Segment Start: Document section

When Price and Volume Disagree, Part Three

NOTE: If you missed parts one and two of the series, it might be helpful to read them first. Don’t worry, I’ll still be here when you get back.

If you are old enough to remember Schoolhouse Rock, then you already know that three is the magic number. Well, so it is with this post. I think that number three in the series may be the most thought-provoking to date. But it is kind of long, and there is no reader’s digest version. For some, it’s so technical that it might be cracklin’ dry. I apologize. The next post will be more entertaining, I promise. But if you’re the kind who is really interested in the how and why, I think it’ll be worth your time.

Today again I’m going to talk about one of my favorite trading edges, and that is the ability I’ve developed to gauge the harmony or discord between price and volume in the order flow. And one of my favorite tools with which to measure that harmony or discord is the Acme Volume Breakdown (AVB).

Segment End: Document section
Segment Start: Given data

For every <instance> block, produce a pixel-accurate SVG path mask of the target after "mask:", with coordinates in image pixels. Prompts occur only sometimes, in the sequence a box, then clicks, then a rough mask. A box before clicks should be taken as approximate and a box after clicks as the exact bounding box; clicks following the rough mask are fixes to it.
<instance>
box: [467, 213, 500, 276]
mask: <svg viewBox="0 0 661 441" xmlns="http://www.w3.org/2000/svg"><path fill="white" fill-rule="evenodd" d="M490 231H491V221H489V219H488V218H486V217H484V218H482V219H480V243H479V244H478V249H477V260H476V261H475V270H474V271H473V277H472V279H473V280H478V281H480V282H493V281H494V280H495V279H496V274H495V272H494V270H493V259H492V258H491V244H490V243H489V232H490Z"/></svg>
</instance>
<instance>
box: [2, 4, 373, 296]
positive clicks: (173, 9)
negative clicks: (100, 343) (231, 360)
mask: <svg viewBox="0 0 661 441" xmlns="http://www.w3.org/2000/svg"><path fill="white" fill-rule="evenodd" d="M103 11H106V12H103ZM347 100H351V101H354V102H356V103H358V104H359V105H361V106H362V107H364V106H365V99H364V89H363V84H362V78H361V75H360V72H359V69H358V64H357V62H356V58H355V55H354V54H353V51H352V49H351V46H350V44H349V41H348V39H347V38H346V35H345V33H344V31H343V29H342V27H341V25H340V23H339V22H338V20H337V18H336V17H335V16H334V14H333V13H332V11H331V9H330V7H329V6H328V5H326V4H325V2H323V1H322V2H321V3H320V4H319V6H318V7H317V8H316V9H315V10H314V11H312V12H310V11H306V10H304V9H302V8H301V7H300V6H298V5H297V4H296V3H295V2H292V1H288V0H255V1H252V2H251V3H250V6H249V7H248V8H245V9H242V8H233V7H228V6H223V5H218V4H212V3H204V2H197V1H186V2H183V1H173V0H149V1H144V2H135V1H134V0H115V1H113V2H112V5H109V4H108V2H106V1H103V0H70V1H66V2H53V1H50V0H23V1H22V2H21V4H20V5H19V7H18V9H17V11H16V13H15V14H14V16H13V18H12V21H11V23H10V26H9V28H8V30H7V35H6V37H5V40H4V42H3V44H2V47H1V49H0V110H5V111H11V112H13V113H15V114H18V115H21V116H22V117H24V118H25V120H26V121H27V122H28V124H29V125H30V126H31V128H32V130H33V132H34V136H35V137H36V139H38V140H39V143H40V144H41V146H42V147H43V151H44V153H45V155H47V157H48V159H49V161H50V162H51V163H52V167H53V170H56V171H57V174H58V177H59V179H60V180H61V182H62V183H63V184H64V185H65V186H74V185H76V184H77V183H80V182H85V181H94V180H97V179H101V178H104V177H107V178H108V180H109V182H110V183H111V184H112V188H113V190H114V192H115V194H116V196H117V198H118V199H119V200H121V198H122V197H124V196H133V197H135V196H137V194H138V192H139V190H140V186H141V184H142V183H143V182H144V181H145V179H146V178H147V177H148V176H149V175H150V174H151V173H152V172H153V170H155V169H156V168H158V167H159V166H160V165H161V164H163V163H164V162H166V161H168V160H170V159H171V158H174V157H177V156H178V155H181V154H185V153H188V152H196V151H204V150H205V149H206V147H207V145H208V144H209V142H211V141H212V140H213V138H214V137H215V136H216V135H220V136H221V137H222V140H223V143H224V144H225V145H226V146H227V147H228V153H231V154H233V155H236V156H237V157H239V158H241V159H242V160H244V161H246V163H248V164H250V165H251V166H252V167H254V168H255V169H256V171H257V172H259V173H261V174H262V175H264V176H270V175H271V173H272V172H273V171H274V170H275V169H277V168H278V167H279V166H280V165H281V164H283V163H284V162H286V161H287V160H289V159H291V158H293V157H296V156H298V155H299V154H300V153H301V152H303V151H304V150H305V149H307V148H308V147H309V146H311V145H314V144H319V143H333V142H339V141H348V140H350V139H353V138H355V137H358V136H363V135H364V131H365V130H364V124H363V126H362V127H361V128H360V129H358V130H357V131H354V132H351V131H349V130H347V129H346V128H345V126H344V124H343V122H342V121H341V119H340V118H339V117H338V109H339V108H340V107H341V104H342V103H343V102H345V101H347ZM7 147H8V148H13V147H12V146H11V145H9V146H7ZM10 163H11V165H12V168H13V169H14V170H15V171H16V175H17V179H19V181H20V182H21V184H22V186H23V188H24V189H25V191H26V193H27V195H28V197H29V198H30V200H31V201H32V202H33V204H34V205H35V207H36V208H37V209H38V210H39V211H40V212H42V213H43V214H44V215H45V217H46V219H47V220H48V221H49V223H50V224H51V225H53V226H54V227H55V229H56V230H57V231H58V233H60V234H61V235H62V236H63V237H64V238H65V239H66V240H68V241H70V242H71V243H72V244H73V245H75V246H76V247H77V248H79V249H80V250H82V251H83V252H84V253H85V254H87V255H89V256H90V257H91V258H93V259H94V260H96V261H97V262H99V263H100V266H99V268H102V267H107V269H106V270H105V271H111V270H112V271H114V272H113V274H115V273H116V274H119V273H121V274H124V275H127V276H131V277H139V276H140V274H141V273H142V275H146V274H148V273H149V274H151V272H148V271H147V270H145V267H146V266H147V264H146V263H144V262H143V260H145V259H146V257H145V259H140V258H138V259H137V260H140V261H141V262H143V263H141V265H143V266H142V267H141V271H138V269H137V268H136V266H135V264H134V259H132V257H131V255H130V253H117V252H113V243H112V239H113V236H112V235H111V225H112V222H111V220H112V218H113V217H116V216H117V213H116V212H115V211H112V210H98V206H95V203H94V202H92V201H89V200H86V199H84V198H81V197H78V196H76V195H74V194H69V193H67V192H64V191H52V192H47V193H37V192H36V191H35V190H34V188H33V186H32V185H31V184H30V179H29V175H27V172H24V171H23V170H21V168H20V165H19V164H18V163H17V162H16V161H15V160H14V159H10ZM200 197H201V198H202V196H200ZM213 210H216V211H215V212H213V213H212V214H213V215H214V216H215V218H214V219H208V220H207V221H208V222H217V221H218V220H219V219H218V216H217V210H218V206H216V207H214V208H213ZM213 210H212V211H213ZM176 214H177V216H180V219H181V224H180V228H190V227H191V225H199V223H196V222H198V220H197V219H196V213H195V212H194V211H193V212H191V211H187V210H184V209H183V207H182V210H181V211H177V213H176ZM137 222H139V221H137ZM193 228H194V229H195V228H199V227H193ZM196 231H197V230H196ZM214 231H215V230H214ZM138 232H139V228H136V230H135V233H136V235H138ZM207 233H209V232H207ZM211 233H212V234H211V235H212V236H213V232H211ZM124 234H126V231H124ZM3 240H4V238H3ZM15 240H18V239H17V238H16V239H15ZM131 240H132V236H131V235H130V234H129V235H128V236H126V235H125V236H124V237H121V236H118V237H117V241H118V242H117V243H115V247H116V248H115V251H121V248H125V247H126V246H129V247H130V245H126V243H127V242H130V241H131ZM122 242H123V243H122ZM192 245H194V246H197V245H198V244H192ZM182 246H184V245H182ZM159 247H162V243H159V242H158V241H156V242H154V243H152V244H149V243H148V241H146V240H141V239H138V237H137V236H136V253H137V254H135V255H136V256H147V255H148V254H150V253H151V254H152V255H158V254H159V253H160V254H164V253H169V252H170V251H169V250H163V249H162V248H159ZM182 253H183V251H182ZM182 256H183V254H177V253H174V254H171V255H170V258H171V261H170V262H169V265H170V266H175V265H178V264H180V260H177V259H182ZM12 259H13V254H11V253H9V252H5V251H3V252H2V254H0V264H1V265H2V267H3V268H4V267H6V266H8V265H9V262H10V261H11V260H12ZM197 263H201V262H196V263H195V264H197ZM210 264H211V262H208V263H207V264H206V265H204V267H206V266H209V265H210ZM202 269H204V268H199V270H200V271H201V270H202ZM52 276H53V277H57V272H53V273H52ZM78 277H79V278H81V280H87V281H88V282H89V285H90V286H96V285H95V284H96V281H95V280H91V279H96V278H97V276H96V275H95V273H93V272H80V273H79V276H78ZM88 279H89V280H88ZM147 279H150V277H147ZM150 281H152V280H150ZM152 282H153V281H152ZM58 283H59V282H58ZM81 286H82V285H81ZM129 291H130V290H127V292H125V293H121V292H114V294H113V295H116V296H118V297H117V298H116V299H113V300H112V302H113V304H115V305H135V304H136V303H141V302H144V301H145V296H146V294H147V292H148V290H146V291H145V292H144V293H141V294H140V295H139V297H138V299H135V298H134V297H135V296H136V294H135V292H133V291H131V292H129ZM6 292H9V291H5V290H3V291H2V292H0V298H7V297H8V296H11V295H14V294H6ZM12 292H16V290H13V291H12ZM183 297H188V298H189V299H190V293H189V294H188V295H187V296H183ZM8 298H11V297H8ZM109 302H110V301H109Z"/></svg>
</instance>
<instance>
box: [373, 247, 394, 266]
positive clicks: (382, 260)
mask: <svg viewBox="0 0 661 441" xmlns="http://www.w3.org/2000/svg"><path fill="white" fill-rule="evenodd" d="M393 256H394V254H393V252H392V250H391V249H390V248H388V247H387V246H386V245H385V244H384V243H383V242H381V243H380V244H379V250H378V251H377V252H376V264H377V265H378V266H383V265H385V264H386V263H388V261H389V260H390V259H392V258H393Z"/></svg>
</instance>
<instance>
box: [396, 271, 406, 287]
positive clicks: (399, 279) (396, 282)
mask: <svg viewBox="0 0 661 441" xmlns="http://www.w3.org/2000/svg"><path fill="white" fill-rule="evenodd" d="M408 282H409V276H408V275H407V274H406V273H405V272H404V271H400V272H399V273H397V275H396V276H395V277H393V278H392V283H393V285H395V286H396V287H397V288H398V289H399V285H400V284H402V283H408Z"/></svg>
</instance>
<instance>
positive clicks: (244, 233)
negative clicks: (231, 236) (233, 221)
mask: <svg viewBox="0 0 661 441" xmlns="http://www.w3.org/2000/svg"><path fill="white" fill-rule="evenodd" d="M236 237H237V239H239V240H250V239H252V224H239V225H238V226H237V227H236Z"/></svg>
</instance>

Segment End: Given data

*Complete the following*:
1 – Using the price-and-volume post, answer yes or no to each statement and quote the words that settle it: (a) The author offers a short digest version of this installment. (b) The author names the Acme Volume Breakdown as a favorite tool for measuring harmony or discord. (c) The author promises that the next post will be more entertaining.
2 – Answer these from the price-and-volume post:
(a) Which parts of the series does the note suggest reading first?
(b) According to the author, what number is the magic number?
(c) What does the abbreviation AVB stand for?
3 – Please carry the price-and-volume post forward from its last sentence.
The listing has no connection to the price-and-volume post.

*Task-by-task outputs*:
1 –
(a) No: "there is no reader’s digest version."
(b) Yes: "one of my favorite tools with which to measure that harmony or discord is the Acme Volume Breakdown (AVB)."
(c) Yes: "The next post will be more entertaining, I promise."

2 –
(a) Parts one and two
(b) Three
(c) Acme Volume Breakdown

3 –
The AVB uses a less orthodox strategy of measuring and accumulating buying and selling pressure, so I thought it’d be useful to lay out a day-by-day, apples-to-apples comparison of the way the AVB does it against the more traditional strategy of breaking down and accumulating only volume traded at the bid or the ask.

But first some background. Philosophically speaking, I don’t think you can be the best craftsman (trader) you can be without really understanding why your tools were made they way they were and when to use which tool for what job. So with that said, here is the essential rationale for the Acme Volume Breakdown’s strategy:

  1. On most days the overwhelming amount of volume in the most-traded futures contracts is transacted at the bid and ask in small lots. You’ll see hard evidence of this below, and there’s more here too.
  2. So you have to ask yourself, as a trader looking to better his or her results, if almost all volume is traded at the bid and ask, why is this kind of volume considered to be so special? I say it may have actually been special at one time, but in the light of today’s market mechanics (near-ubiquity of market orders) it just doesn’t have the caché it used to.
  3. Most all market data streams do not feed data the way that most traders (who have given it any thought at all) assume they do. Curious? Keep reading.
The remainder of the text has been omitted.